(Coordinate annotation entries)
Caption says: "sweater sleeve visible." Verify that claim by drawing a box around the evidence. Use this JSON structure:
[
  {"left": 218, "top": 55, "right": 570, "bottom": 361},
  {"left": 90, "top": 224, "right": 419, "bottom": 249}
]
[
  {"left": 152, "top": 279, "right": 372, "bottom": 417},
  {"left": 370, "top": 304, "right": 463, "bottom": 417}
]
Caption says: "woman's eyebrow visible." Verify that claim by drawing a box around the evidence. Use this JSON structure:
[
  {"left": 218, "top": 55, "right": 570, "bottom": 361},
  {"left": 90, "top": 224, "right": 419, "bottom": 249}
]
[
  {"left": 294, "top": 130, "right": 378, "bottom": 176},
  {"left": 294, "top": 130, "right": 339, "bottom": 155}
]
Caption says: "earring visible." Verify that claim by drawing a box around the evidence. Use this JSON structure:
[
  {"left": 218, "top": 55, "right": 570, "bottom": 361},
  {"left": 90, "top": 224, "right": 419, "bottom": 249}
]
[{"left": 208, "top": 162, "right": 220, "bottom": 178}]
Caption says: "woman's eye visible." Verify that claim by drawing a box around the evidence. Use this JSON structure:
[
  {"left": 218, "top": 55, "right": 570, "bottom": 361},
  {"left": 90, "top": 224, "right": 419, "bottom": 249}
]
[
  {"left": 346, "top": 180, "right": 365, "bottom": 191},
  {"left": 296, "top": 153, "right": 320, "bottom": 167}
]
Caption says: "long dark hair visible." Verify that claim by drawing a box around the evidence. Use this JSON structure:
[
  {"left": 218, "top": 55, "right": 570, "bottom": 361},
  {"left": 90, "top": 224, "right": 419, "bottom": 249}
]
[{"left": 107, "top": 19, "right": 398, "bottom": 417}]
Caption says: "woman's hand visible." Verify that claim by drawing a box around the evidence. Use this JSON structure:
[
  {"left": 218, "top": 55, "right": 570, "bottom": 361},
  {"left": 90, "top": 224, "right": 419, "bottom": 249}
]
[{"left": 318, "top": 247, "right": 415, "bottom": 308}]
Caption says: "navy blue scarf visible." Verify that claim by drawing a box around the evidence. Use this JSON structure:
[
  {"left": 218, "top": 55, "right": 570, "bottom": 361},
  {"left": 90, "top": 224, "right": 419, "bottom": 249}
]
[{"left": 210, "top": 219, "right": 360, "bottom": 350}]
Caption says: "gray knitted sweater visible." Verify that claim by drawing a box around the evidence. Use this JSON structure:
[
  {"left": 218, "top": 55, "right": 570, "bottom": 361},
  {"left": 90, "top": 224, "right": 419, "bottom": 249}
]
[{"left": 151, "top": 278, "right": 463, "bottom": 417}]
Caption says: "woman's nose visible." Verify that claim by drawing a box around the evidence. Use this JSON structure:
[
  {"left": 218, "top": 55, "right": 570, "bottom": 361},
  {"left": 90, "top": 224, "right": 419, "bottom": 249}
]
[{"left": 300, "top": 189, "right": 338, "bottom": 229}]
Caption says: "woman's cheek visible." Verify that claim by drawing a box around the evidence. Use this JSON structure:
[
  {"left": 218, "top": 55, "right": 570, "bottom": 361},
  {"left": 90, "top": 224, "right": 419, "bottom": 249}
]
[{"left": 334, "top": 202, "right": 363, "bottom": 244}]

Work to complete –
Extract every line above that contains the string "claim".

Problem solution –
Caption says: "sweater sleeve visible." Verify that claim by drawing a box around the evidence. Use this JSON structure:
Caption says: "woman's eyebrow visible." Verify that claim by drawing a box around the evidence. Use this JSON structure:
Caption says: "earring visible." Verify that claim by drawing a box around the evidence. Use this JSON structure:
Caption says: "woman's eye visible." Verify that claim by drawing a box around the evidence. Use this JSON structure:
Caption says: "long dark hair visible." Verify that claim by drawing a box around the evidence. Use this JSON structure:
Caption says: "woman's hand visible." Verify that claim by drawing a box around the evidence. Use this JSON structure:
Caption says: "navy blue scarf visible." Verify that claim by drawing a box around the evidence. Use this JSON structure:
Caption says: "gray knitted sweater visible." Verify that claim by drawing a box around the evidence. Use this JSON structure:
Caption says: "woman's nose visible." Verify that claim by drawing a box around the evidence. Use this JSON structure:
Caption says: "woman's cheek visible." Verify that claim by drawing a box around the evidence. Use this JSON structure:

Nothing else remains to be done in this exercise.